*** Opening Input data ***

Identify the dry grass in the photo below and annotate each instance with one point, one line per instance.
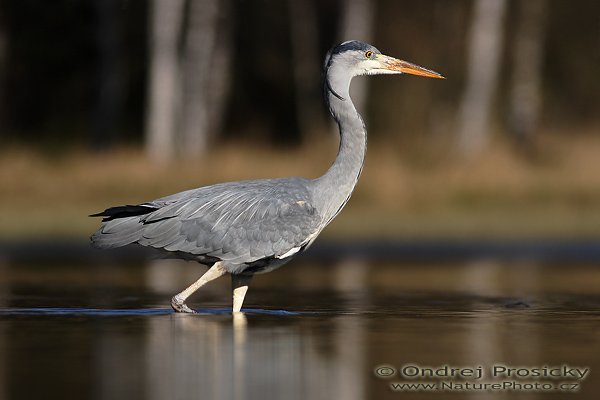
(497, 195)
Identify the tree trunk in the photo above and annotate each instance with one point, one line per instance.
(485, 48)
(305, 56)
(200, 47)
(166, 17)
(525, 88)
(220, 83)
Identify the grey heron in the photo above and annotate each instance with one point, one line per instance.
(252, 227)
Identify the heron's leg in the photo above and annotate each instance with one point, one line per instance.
(178, 301)
(239, 284)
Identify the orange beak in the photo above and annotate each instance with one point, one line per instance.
(398, 66)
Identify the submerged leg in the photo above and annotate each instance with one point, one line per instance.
(178, 301)
(239, 284)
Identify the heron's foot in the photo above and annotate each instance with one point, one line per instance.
(179, 306)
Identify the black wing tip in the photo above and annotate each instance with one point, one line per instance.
(124, 211)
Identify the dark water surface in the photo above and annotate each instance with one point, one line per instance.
(310, 331)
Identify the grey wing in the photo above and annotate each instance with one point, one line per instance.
(237, 223)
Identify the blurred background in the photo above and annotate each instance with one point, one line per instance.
(472, 236)
(115, 101)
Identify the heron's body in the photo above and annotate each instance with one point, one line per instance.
(250, 227)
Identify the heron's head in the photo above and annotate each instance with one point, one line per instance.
(358, 58)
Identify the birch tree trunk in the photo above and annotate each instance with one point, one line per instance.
(485, 48)
(166, 17)
(199, 49)
(525, 87)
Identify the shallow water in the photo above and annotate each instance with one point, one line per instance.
(310, 331)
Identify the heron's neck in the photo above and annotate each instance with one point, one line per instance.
(335, 187)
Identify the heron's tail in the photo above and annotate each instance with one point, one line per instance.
(121, 226)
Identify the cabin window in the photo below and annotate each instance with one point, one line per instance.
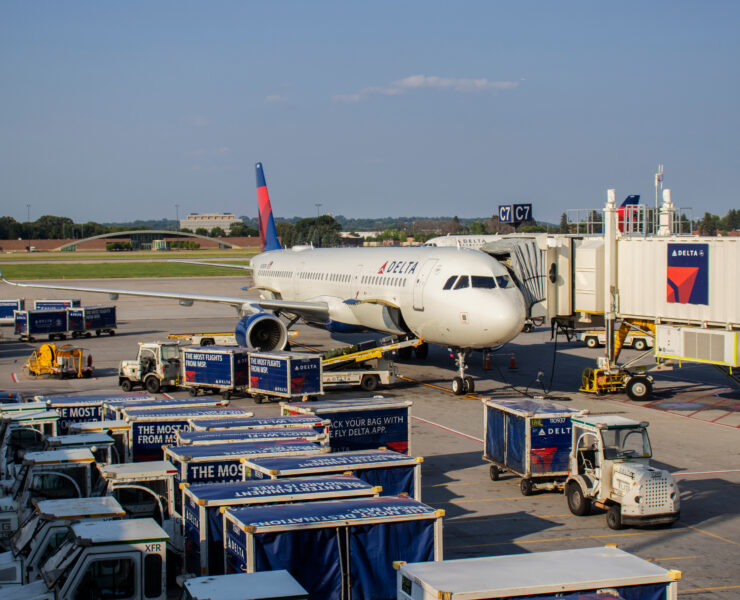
(463, 282)
(479, 281)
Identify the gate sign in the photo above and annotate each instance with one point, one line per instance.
(514, 213)
(688, 274)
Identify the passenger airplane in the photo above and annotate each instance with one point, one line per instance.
(455, 297)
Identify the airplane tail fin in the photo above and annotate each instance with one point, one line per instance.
(268, 233)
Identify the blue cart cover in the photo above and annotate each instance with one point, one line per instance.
(259, 423)
(249, 435)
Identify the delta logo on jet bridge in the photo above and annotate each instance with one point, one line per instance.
(688, 274)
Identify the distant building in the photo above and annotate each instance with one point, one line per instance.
(208, 221)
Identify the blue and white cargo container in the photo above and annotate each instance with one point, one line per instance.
(51, 323)
(336, 549)
(8, 307)
(396, 473)
(361, 423)
(529, 437)
(85, 320)
(227, 436)
(284, 375)
(215, 368)
(150, 429)
(592, 573)
(204, 505)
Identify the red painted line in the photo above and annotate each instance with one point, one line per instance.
(455, 431)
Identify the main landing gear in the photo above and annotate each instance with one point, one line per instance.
(462, 384)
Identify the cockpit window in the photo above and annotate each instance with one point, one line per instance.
(479, 281)
(463, 282)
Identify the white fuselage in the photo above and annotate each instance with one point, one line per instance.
(401, 290)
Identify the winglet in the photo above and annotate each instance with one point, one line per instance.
(268, 233)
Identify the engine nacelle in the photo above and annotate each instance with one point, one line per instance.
(262, 332)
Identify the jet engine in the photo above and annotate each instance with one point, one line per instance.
(262, 332)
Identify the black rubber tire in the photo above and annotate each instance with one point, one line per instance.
(614, 517)
(578, 504)
(369, 383)
(639, 389)
(152, 385)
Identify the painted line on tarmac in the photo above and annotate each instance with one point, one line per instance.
(455, 431)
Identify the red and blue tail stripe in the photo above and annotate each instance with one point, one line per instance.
(268, 233)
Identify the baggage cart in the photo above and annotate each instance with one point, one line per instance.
(215, 369)
(598, 573)
(85, 320)
(336, 549)
(150, 429)
(284, 375)
(530, 438)
(361, 423)
(396, 473)
(226, 436)
(204, 504)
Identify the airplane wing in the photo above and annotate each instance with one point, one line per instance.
(314, 311)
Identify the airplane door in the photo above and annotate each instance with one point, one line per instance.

*** Closing Input data ***

> _Work to complete_:
Without the pictures, return the entries exactly as they appear.

> _Solution_:
Identify the dry grass in the photo below and annotate each instance with one point, one line per instance.
(497, 195)
Identify the tree trunk in the photo above and annotate each instance with one point, one line per instance.
(485, 48)
(305, 56)
(200, 47)
(166, 17)
(525, 88)
(220, 83)
Identify the grey heron in the photo above and annotate each instance with one point, one line per instance.
(252, 227)
Identify the heron's leg in the photo above and annotate each instance with one point, one line per instance.
(178, 301)
(239, 284)
Identify the orange beak in the photo above and annotate each instance with one point, one line per instance.
(398, 66)
Identify the submerged leg in the photo above and annotate each instance with one point, one line per instance.
(178, 301)
(239, 284)
Identify the heron's foot in the photo above and annotate each instance with one point, one line per instance.
(179, 306)
Identify the black wing tip in the photo above and annotate each instance with one point, one line per instance.
(124, 211)
Identify the dark water surface in the photo above and annotate each instance with one point, one line per instance.
(310, 331)
Identify the grey wing in the photo above and annotate each instance with one point, one line per instance.
(237, 223)
Identify the blurred background in the photo above and annotate each instance with one point, one line per instance.
(472, 236)
(115, 101)
Identify the heron's body in the photo above and annotate each instance with one point, one line per instance.
(250, 227)
Identify the heron's head in the photo above and annotate each instance with one point, one line per instance.
(358, 58)
Identify the birch tree trunk in the photo above and annotate each instance with one point, one line per instance.
(485, 48)
(166, 17)
(199, 49)
(525, 87)
Identify the shallow water in the photo above and annotate each instance with one point, one line per instance.
(310, 331)
Identify the heron's neck in the photo above and annotate each instance with one point, one line per instance.
(335, 187)
Identify the heron's tail in the photo above and annotate each instance with one point, one line per instance.
(121, 226)
Identify the cabin window in the photo below and annotate each instance with one point, one line per instance.
(463, 282)
(479, 281)
Identify the gate sign in the photo above and annotate each instance with one point, one line per instance.
(514, 213)
(688, 274)
Identify the passenger airplane in the photo above and annotate each instance with one point, one line per instance.
(455, 297)
Identify the airplane tail fin in the photo above and annotate each instance with one point, one line per instance.
(268, 233)
Identify the blue cart cover in the photo above and annotate each instance with one point, one line per instance.
(259, 423)
(249, 435)
Identify the delta logo on jet bridge in the photo above and annotate each instance with one point, one line per instance.
(688, 274)
Identify the distant building in the photo above and annotate each instance with one point, one line per instance.
(208, 221)
Identify the blue and white cargo container in the photo above and annotate each instance with one point, one line per instance.
(51, 323)
(336, 549)
(8, 307)
(396, 473)
(361, 423)
(529, 437)
(85, 320)
(227, 436)
(284, 375)
(215, 368)
(150, 429)
(592, 573)
(204, 505)
Identify the red painted line in the photo above and annotate each instance with one point, one line per instance.
(455, 431)
Identify the main landing gear in the photo above and annotate each instance with one point, one line per instance.
(462, 384)
Identify the cockpit window in the photo above and annotate each instance with one point, one line per instance.
(479, 281)
(463, 282)
Identify the white fuselage in the photo above and annotate each instance with one point, one line per instance.
(401, 290)
Identify the winglet in the photo above and annotate each instance with one point, one line per instance.
(268, 233)
Identify the engine nacelle in the photo above and annotate each instance with one point, one line per instance.
(262, 332)
Identify the jet engine in the photo above and annotate each instance with one point, one line per instance.
(262, 332)
Identify the black rubber tire in the photo above and annotate each instance with one point, one line per instance.
(614, 517)
(578, 504)
(369, 383)
(639, 389)
(152, 385)
Identify the painted line on tarmac in the photo above and annotate each instance with one point, one line per instance.
(455, 431)
Identify the red and blue tail stripe in the photo above and annotate each instance with one point, one line per instance.
(268, 233)
Identify the baggage cart in the photo above and annotate each instance with one point, one line per instance.
(215, 369)
(598, 573)
(85, 320)
(336, 549)
(150, 429)
(284, 375)
(530, 438)
(361, 423)
(396, 473)
(226, 436)
(204, 504)
Identify the airplane wing in the photo above and annotate each instance with one point, one line per instance.
(314, 311)
Identify the airplane door in the photo above and annotate each instance with one point, one line per instance.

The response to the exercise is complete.